Task description ▸ Please reproduce everything from "Eddins said when" down to "disturbance when he killed his mother." in the article on the Kipapa sentencing, replacing "Eddins" with "Judge Eddins".

Extract provided ▸
━━━━━━━━━━

A state judge heard two widely different descriptions of a woman who died of multiple stab wounds to her head and body while confined to her bed with a leg injury.
One, from her biological relatives, described Jolyn Sakae Kipapa as a beautiful, caring mother who loved children. The other, from the adopted son who admitted killing her, described Kipapa as an abusive, controlling and violent tyrant who treated her foster and adopted children like animals.
Circuit Judge Todd Eddins said based on the reports of psychiatrists who examined the adopted son and statements from all relatives, including Kipapa’s widower, the woman he later married and other children who Jolyn Kipapa had fostered and adopted, he believes both descriptions are accurate.
Eddins on Tuesday sentenced the adopted son, Ka‘Ano‘i Iz Kipapa, to eight years in prison for manslaughter.
Kipapa already has served nearly five years of the sentence.
Deputy Public Defender Crystal Glendon told Eddins that Jolyn Kipapa had Ka‘Ano‘i beaten daily from the time he was a young child.
“She ordered this violence to happen. And if it wasn’t her doing it, she ordered her (biological) sons or her many foster children to do it to each other,” Glendon said.
Ka‘Ano‘i Kipapa said getting beaten was normal, the reason didn’t matter, if there was even a reason.
“I pushed all my anger and hatred down because there was nothing else I could do,” he said.
Since killing his mother, Kipapa said it has taken him a long time to reflect on what he did and why.
“I honestly don’t know what came over me that day. I remember what I did, it’s like I was watching someone else doing it,” he said.
Eddins said when the state agreed to allow Ka‘Ano‘i Kipapa to plead guilty to manslaughter instead of murder, it acknowledged that he was suffering from an extreme mental or emotional disturbance when he killed his mother.
Glendon said Jolyn Kipapa spared her biological children from beatings and treated her other kids like slaves. When she broke her leg two years before her death it got worse for Ka‘Ano‘i, who had to sleep on the floor of her bedroom with only a jacket or tiny blanket, wake up at 2:30 a.m. to start cleaning the house, bathe her, dress her and help her go to the bathroom.
She said Ka‘Ano‘i wasn’t the only foster or adopted Kipapa child to get beaten, but that he got it the worst. Glendon said the beatings were the worst-kept secret in Waimanalo but nobody reported it to authorities. She said Jolyn Kipapa kept Ka‘Ano‘i home from school for 57 days of the 2013-2014 school year because of his injuries.
Kipapa was 16 years old when he killed his mother. A state Family Court judge waived the court’s jurisdiction over him allowing the state to charge him as an adult with murder. He pleaded guilty to manslaughter in February in a deal with the prosecutor.
The normal prison sentence for manslaughter is
20 years. Eddins sentenced Ka‘Ano‘i to the eight-year prison term under state sentencing laws that allow judges to impose lower penalties for defendants who were 21 years old or younger when they committed their crimes. Eddins noted that Ka‘Ano‘i had no prior criminal offenses and has been cooperative and compliant while incarcerated.
Jolyn Kipapa’s biological daughter Kurlyn Kipapa said her mother was strict with her children for their own good. She asked Eddins to impose the 20-year prison term because of the heinous manner in which her adopted brother killed their mother.
“As the death certificate describes, my mom was chopped, not stabbed a few times, but chopped,” she said.
Deputy Prosecutor Wayne Tashima said the handle on the first knife Ka‘Ano‘i used broke, so he grabbed a second. The blade to the second knife broke off inside Jolyn Kipapa’s body so Ka‘Ano‘i resumed the attack with a cleaver.

━━━━━━━━━━

Provided data ▸
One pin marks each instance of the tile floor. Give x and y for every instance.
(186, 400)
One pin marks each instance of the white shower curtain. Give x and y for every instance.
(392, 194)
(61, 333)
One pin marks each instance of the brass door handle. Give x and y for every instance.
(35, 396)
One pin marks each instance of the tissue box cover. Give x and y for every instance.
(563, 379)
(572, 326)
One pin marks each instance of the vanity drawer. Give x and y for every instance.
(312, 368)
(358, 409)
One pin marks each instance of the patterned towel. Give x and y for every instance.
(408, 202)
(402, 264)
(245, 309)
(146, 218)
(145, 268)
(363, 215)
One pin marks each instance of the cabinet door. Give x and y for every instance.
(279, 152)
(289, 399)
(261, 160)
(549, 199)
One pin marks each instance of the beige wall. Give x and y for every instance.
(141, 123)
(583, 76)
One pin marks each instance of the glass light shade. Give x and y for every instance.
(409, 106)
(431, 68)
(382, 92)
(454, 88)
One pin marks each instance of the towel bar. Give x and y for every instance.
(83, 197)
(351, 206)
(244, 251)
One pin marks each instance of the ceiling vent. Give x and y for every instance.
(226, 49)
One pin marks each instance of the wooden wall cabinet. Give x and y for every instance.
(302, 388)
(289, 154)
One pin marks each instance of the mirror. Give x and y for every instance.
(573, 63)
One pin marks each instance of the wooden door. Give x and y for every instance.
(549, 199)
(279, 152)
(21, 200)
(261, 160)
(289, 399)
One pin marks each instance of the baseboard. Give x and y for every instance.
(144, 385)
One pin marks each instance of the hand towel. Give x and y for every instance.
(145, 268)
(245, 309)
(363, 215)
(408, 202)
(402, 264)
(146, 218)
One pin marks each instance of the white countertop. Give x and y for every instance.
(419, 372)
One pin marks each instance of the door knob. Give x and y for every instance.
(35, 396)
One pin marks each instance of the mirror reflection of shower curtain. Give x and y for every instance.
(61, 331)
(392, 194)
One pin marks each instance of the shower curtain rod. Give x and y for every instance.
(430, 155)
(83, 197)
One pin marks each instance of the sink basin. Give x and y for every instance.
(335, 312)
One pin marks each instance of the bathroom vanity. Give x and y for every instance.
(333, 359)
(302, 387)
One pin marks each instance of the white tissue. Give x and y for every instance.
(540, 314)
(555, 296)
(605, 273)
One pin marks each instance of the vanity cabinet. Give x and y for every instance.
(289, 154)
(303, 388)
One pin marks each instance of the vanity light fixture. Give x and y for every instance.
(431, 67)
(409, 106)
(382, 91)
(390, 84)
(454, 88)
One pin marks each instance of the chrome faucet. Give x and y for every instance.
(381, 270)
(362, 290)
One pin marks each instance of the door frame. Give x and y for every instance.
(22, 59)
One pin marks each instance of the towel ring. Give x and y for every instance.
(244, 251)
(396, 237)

━━━━━━━━━━

Problem solution ▸
Judge Eddins said when the state agreed to allow Ka‘Ano‘i Kipapa to plead guilty to manslaughter instead of murder, it acknowledged that he was suffering from an extreme mental or emotional disturbance when he killed his mother.